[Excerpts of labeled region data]
━━━━━━━━━━━━━━━━

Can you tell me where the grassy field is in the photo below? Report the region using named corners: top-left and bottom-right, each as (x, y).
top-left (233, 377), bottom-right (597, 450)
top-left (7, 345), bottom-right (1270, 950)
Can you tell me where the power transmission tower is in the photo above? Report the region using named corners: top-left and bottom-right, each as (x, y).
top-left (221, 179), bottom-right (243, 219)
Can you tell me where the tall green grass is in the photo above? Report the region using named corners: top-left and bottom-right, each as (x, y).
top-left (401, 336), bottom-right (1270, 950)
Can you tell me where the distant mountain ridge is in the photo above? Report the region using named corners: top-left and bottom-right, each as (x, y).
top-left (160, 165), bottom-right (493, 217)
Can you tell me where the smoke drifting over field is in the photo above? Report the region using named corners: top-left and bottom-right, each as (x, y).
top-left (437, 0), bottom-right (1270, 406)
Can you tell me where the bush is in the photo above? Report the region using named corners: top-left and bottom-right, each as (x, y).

━━━━━━━━━━━━━━━━

→ **What to do**:
Could you render all of the lines above as a JSON list of strings, one string per line, with blank lines left out?

→ **Result of this task**:
[
  "Can you tell me where the grassy field is in the photo below? Report the region using named corners: top-left and bottom-right, each as (x, y).",
  "top-left (233, 377), bottom-right (597, 450)",
  "top-left (7, 345), bottom-right (1270, 950)",
  "Can you tell me where the power transmission tower is in the photo above? Report the region using named corners: top-left and bottom-right, each as (x, y).",
  "top-left (221, 179), bottom-right (243, 219)",
  "Can you tell me where the tall green grass is in the photo above? Report the region using named corners: top-left and bottom-right, each as (x, y).",
  "top-left (401, 336), bottom-right (1270, 950)",
  "Can you tell me where the distant mountain ridge is in the photo above? Report the region using named corners: top-left and bottom-right, each as (x, y).",
  "top-left (160, 165), bottom-right (493, 217)",
  "Can you tell me where the smoke drifting over field is in the photo above? Report the region using named corners: top-left and bottom-right, each as (x, y).",
  "top-left (437, 0), bottom-right (1270, 406)",
  "Can you tell me where the bush is in the photo above? Report the region using named corners: top-left and bottom-right, each as (x, y)."
]